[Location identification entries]
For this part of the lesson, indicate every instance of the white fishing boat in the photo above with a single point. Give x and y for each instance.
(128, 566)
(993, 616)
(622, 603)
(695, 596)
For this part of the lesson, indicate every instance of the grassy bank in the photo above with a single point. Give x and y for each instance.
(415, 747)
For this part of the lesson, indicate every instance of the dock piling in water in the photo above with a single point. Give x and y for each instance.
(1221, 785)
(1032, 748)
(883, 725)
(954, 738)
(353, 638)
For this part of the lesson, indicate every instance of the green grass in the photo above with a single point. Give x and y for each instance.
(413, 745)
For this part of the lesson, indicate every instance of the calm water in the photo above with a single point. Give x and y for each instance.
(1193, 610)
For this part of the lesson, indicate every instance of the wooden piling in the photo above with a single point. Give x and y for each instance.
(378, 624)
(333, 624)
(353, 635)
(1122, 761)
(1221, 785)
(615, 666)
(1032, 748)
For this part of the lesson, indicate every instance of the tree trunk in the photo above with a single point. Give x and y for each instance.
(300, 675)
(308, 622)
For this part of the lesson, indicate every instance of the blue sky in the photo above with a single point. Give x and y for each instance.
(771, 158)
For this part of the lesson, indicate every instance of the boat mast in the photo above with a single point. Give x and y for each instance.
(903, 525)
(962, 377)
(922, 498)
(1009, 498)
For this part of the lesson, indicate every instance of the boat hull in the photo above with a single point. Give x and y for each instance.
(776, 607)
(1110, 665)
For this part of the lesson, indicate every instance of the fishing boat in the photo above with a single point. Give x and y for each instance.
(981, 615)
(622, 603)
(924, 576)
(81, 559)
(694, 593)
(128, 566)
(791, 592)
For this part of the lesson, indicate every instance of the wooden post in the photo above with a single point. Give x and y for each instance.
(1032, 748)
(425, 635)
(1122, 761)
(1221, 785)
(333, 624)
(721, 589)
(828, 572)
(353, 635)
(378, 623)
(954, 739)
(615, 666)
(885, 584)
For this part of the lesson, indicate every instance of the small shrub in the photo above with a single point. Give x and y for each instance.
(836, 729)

:: Exercise requirements ::
Transfer the lines from the one holding "of the small" through the end of the material, inclusive, subtracting 80 from every coordinate in the answers and leaving everything else unchanged.

:: Written solution ::
For this part of the lesson, indicate every instance of the small shrub in the photo above with a single point. Give x and y for each instance.
(756, 649)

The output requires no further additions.